Searching for the origins of life with the James Webb Space Telescope

Hubble has been a boon to deep space exploration, gifting us iconic pictures of the skies and revealing new insights into the history of the early universe. For the next big step in space astronomy, NASA, ESA and the Canadian Space Agency (CSA) are raising the stakes even higher with one of their most ambitious projects in decades: building the largest space telescope ever ... the James Webb Space Telescope.

The James Webb Space Telescope, JWST for short, will have seven times the light-collecting capability of Hubble, span the size of a tennis court, and be so sensitive it could spot a single firefly a million kilometers away.

This "absolutely impressive piece of engineering," as NASA administrator Charles Bolden put it, includes technologies that make this spacecraft unlike any other and will allow us to learn about Earth-like exoplanets, help us understand how life began on Earth, and image the cosmos as it was only millions of years after the Big Bang, further back in time than ever before.

The contemplation of celestial things will make a man both speak and think more sublimely and magnificently when he descends to human affairs. Marcus Tullius Cicero, c. 30 BCE

Space telescopes can be extremely expensive. Hubbles total operating costs (including a Shuttle visit to repair its main mirror) have long passed the 10 billion US dollar mark, and similarly the budget for JWST, originally set at $2 billion, is now closer to nine after a bump-up of its mirror size. Projects such as these can not only have a meaningful scientific output, but also produce iconic images that can inspire a generation. But why go through the hassle of operating a telescope in space, when we could build much larger ones on the ground at a fraction of the cost?

Records from a pointing dataset
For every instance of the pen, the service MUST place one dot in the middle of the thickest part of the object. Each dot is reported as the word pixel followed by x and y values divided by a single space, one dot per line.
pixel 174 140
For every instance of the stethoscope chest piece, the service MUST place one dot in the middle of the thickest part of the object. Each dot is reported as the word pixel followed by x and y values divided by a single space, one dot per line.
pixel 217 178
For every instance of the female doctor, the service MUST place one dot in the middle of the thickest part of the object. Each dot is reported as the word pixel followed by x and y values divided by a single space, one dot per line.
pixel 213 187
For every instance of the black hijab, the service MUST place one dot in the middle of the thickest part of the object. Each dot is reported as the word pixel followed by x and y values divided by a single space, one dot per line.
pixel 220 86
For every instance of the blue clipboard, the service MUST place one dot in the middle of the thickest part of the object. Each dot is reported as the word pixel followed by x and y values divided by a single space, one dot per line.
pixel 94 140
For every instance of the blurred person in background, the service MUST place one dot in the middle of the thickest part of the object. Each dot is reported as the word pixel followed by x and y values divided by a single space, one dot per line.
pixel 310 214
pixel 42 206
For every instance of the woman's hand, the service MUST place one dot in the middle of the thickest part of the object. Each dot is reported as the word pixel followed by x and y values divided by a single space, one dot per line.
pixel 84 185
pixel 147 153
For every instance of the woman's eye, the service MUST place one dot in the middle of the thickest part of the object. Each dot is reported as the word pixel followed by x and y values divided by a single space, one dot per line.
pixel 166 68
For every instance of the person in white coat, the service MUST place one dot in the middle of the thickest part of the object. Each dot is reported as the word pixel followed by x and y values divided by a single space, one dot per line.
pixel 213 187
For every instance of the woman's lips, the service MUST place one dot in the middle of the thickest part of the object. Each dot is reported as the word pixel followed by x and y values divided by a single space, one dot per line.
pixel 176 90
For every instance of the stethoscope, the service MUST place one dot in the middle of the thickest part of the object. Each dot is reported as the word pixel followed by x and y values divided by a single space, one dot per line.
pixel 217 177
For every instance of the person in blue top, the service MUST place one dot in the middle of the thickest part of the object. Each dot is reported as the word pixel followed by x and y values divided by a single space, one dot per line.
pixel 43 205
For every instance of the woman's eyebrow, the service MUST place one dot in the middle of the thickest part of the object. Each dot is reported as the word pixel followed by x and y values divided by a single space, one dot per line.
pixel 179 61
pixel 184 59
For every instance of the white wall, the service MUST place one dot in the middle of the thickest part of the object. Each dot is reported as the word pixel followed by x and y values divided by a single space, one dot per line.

REQUIRED ACTIONS:
(a) Extract the part of the telescope article from "Hubble has been" to "Webb Space Telescope.".
(b) Pull out each line of the entries that contains the word "stethoscope".
The telescope article and the entries were taken from unrelated sources.

EXPECTED OUTPUTS:
(a)
Hubble has been a boon to deep space exploration, gifting us iconic pictures of the skies and revealing new insights into the history of the early universe. For the next big step in space astronomy, NASA, ESA and the Canadian Space Agency (CSA) are raising the stakes even higher with one of their most ambitious projects in decades: building the largest space telescope ever ... the James Webb Space Telescope.

(b)
For every instance of the stethoscope chest piece, the service MUST place one dot in the middle of the thickest part of the object. Each dot is reported as the word pixel followed by x and y values divided by a single space, one dot per line.
For every instance of the stethoscope, the service MUST place one dot in the middle of the thickest part of the object. Each dot is reported as the word pixel followed by x and y values divided by a single space, one dot per line.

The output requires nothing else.